• Document excerpt:
------------

This article, written by accomplished DIY big buck hunter Andy May, is a brief excerpt from our Rules of the Rut 2.0 eBook and Podcast package which includes two downloadable eBooks and three hours of audio interviews, all focused on the rut, featuring some of the top minds in deer hunting. In addition to Andy, you’ll hear from Scott Bestul, Don Higgins, Steve Bartylla, Chris Eberhart, Jeff Sturgis and many more. Click here for more information on the Rules of the Rut 2.0 – MK

By Andy May

First, let me start by saying that an extremely pressured hunting environment is not ideally where you want to be during the rut. But if you’re stuck with that kind of situation or reside in a state that gets extreme pressure and don’t have the time or interest in traveling to low pressure states, this article may help you.

I should start this by defining what I mean when I say “extreme high pressure”. Extreme high pressure to me is ranging from 20-40 bow hunters per square mile. Extreme high pressure to me is small parcels that are hunted by multiple guys and overcrowded public ground where it’s difficult to find a single parking spot. Extreme high pressure to me is seeing two to three box blinds and a few more tree stands in the distance and having no possible way to avoid it. Extreme high pressure to me is hunting in areas where there is a consistent flooding of human scent due to the limited accessible land and high hunter numbers.

------------

• Objectives:
• A. From the deer hunting article, quote everything from "This article, written" down to "may help you.".
• B. Turn the paragraph of the deer hunting article that begins "I should start this by defining" into a short list that keeps its main facts.

• Data lines:
------------

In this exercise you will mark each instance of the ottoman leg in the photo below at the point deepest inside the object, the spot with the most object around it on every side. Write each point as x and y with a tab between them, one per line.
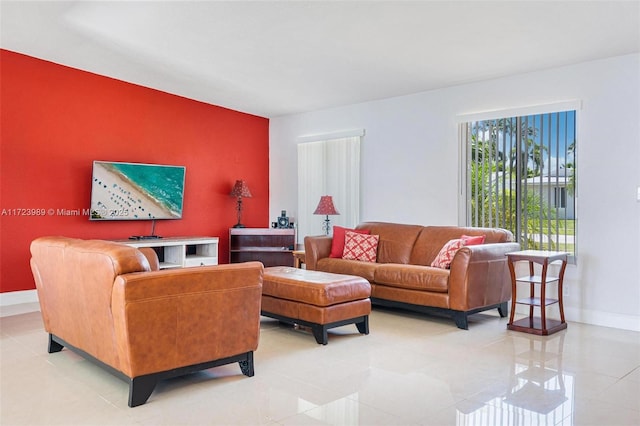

------------

• Complete answers:
• A.
This article, written by accomplished DIY big buck hunter Andy May, is a brief excerpt from our Rules of the Rut 2.0 eBook and Podcast package which includes two downloadable eBooks and three hours of audio interviews, all focused on the rut, featuring some of the top minds in deer hunting. In addition to Andy, you’ll hear from Scott Bestul, Don Higgins, Steve Bartylla, Chris Eberhart, Jeff Sturgis and many more. Click here for more information on the Rules of the Rut 2.0 – MK

By Andy May

First, let me start by saying that an extremely pressured hunting environment is not ideally where you want to be during the rut. But if you’re stuck with that kind of situation or reside in a state that gets extreme pressure and don’t have the time or interest in traveling to low pressure states, this article may help you.

• B.
What "extreme high pressure" means:
- 20 to 40 bow hunters per square mile
- Small parcels hunted by multiple guys, and overcrowded public ground where a parking spot is hard to find
- Two to three box blinds and a few more tree stands in sight, with no way to avoid them
- A steady flood of human scent because of limited accessible land and high hunter numbers